▶ _Goal of the exercise_
The entries below are to be reproduced exactly, with their pictures omitted.

▶ _Exercise data_
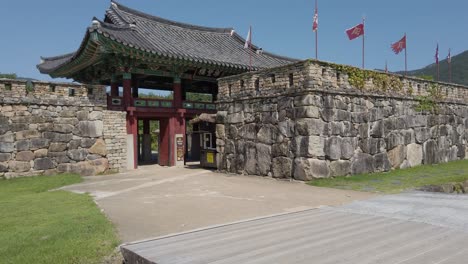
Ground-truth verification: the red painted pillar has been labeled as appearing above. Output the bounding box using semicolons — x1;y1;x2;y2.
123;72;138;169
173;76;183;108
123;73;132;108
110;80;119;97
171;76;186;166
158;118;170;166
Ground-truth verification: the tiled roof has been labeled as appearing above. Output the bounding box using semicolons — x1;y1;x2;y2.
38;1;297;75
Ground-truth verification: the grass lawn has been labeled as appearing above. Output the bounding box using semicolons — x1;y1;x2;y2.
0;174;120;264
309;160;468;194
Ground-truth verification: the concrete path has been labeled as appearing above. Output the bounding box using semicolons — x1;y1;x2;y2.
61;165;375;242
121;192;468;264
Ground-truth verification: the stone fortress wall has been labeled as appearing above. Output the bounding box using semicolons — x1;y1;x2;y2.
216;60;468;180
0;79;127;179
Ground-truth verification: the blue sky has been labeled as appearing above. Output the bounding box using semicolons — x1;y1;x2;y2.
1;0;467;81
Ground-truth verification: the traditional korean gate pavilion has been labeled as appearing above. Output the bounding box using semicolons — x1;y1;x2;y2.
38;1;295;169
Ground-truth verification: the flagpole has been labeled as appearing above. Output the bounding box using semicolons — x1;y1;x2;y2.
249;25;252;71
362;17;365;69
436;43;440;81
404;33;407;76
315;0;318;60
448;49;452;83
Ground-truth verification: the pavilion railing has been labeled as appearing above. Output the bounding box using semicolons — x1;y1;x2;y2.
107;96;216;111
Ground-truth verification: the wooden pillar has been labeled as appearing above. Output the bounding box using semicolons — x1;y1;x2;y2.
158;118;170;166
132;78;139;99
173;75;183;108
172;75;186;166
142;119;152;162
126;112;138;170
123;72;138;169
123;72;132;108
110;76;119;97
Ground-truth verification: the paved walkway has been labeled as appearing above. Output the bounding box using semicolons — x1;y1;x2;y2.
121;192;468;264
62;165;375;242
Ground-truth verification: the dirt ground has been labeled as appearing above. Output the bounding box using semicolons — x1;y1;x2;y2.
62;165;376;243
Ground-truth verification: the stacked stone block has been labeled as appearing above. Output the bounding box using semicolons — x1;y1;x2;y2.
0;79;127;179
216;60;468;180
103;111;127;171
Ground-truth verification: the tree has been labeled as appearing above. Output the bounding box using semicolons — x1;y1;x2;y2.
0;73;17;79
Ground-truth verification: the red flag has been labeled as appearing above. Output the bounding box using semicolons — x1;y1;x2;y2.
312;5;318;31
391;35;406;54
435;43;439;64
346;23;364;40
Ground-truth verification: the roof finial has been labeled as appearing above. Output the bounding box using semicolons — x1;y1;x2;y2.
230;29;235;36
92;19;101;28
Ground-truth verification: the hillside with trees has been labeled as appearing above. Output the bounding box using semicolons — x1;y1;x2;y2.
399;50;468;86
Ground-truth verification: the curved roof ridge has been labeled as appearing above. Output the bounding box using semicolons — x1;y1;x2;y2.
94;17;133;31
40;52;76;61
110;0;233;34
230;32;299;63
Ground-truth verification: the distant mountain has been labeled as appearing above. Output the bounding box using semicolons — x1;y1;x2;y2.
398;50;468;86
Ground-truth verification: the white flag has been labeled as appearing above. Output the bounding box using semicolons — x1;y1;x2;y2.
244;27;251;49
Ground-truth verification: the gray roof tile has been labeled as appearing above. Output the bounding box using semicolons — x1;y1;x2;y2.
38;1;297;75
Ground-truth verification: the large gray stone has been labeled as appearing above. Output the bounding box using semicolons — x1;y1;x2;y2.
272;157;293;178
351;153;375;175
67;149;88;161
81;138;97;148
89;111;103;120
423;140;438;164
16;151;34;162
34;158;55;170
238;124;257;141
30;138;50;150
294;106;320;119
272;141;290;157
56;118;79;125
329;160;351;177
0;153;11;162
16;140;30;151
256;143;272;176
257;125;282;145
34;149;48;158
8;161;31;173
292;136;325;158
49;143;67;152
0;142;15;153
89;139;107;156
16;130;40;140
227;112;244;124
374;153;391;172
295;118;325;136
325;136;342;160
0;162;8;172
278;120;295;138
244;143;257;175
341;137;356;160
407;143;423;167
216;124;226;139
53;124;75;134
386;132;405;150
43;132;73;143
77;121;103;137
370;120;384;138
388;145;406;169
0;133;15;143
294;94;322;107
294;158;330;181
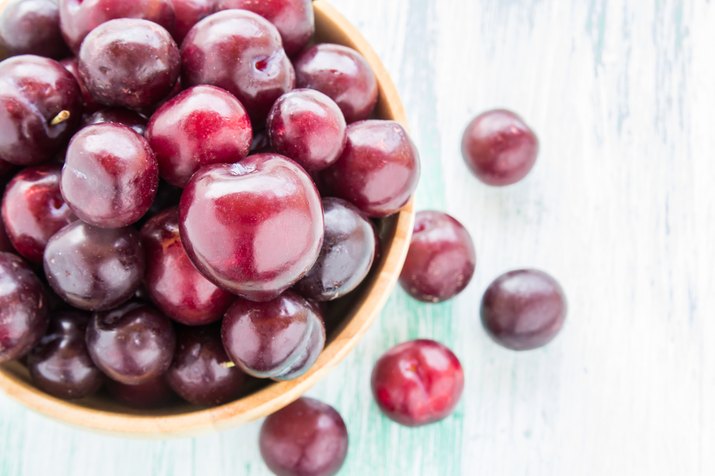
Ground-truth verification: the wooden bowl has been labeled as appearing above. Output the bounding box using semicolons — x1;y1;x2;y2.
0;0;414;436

▶ _Solution to the problem_
Ground-truth verification: the red painted pillar has been labeled as appearing above. Output the bounding box using semicolons — x1;y1;x2;y2.
123;72;138;169
173;76;183;108
123;73;132;108
110;80;119;97
171;76;186;166
158;118;170;166
Ground-truth verification: the tiled roof has been labeled as appearing above. Output the bounding box using semicolons — x1;y1;x2;y2.
38;1;297;75
Ground-truth verification: the grass lawn has been labeled as appearing above. Output the bounding box using semicolons — x1;y1;x2;y2.
0;174;120;264
309;160;468;194
Ground-truth verification: the concrete path has been labeled as appearing above. Output the bounding box using semicolons — x1;y1;x2;y2.
61;165;375;242
121;192;468;264
Ground-truth verification: the stone fortress wall has been labeled as appearing above. Output the bounding box using semicolons — x1;y1;x2;y2.
216;60;468;180
0;79;127;179
Ground-truth verification: the blue sky has been labeled as appearing above. Output the bounding box using semicolons — x1;y1;x2;y2.
1;0;467;81
Ground-truth verification: the traditional korean gate pavilion has been labeled as appearing above. Output the bounding box using semicolons — x1;y1;x2;y2.
38;1;295;169
Ground-truth verification: the flagpole has been labeled as appearing above. Output the bounding box using semicolons — x1;y1;x2;y2.
249;25;252;71
362;17;365;69
436;43;440;81
404;33;407;76
315;0;318;60
448;49;452;83
Ground-truth verification: the pavilion railing has been labeled as appearing above. Output the bounding box using semicolons — x1;y1;x2;y2.
107;96;216;111
Ground-truth verification: the wooden pillar has been labeled as appearing above. Output the bounding box using semicolons — x1;y1;x2;y2.
158;118;170;166
132;78;139;99
173;75;183;108
172;75;186;166
142;119;152;162
126;112;138;170
123;72;138;169
123;72;132;108
110;76;119;97
Ground-truth verification: the paved walkway has been labeled as appearing above. Output the bounding box using semicolons — x1;y1;x2;y2.
121;192;468;264
62;165;375;242
Ground-truth verification: the dirt ground has been labeled as appearing above. Output the bounding box using semicolons — x1;y1;x2;y2.
62;165;376;243
Ground-truth verification: the stacked stone block has been labeled as appearing above. Output the bounding box using semicolons — x1;y1;x2;y2.
0;79;127;179
216;60;468;180
103;111;127;171
Ground-truth verification: the tree has been labeled as appearing above. Output the bounding box using semicolons — x1;y1;x2;y2.
0;73;17;79
Ground-truth verification: the red flag has been labeled as appearing above. Output the bounding box using semicolons — x1;y1;x2;y2.
312;5;318;31
391;35;406;54
435;43;439;64
346;23;364;40
Ground-truth verification: the roof finial has been labeled as appearing above. Output the bounding box using semicolons — x1;y1;x2;y2.
230;29;235;36
92;19;101;28
Ground-truth verification: the hillside with trees has been labeled as appearing above. Output the bounding box using semicolons — x1;y1;x2;y2.
399;50;468;86
Ground-truth verification: the curved roof ridge has been labeled as appearing above. Output the bounding box using semicolons — x1;y1;x2;y2.
94;17;133;31
40;52;76;61
110;0;233;34
230;32;299;63
Ground-truth verification: the distant mountain has been labeled as appearing above. Output the bounding box using semicolons — x1;y1;x2;y2.
398;50;468;86
Ground-truth verification: the white flag has been labeled as appearing above. Output the bounding box using semicolons — x1;y1;x2;y2.
244;27;251;49
Ground-truth verification: the gray roof tile has been labeled as appearing above. Output the bounding box using semicolons — x1;y1;x2;y2.
38;1;297;75
Ground-truth verification: the large gray stone has been labeled as appearing above. Output the bounding box using semicolons — x1;y1;x2;y2.
272;157;293;178
351;153;375;175
67;149;88;161
81;138;97;148
89;111;103;120
423;140;438;164
16;151;34;162
34;158;55;170
238;124;257;141
30;138;50;150
294;106;320;119
272;141;290;157
56;118;79;125
329;160;351;177
0;153;11;162
16;140;30;151
256;143;272;176
257;125;282;145
34;149;48;158
8;161;31;173
292;136;325;158
49;143;67;152
0;142;15;153
89;139;107;156
16;130;40;140
227;112;244;124
374;153;391;172
295;118;325;136
325;136;342;160
0;162;8;172
278;120;295;138
244;143;257;175
341;137;356;160
407;143;423;167
216;124;226;139
53;124;75;134
386;132;405;150
43;132;73;143
77;121;103;137
370;120;384;138
388;145;406;169
0;133;15;143
294;94;322;107
294;158;330;181
Ground-truth verification: the wooden bowl has been labeled as appearing above. Output the bounding box using semicolons — x1;y1;x2;y2.
0;0;414;436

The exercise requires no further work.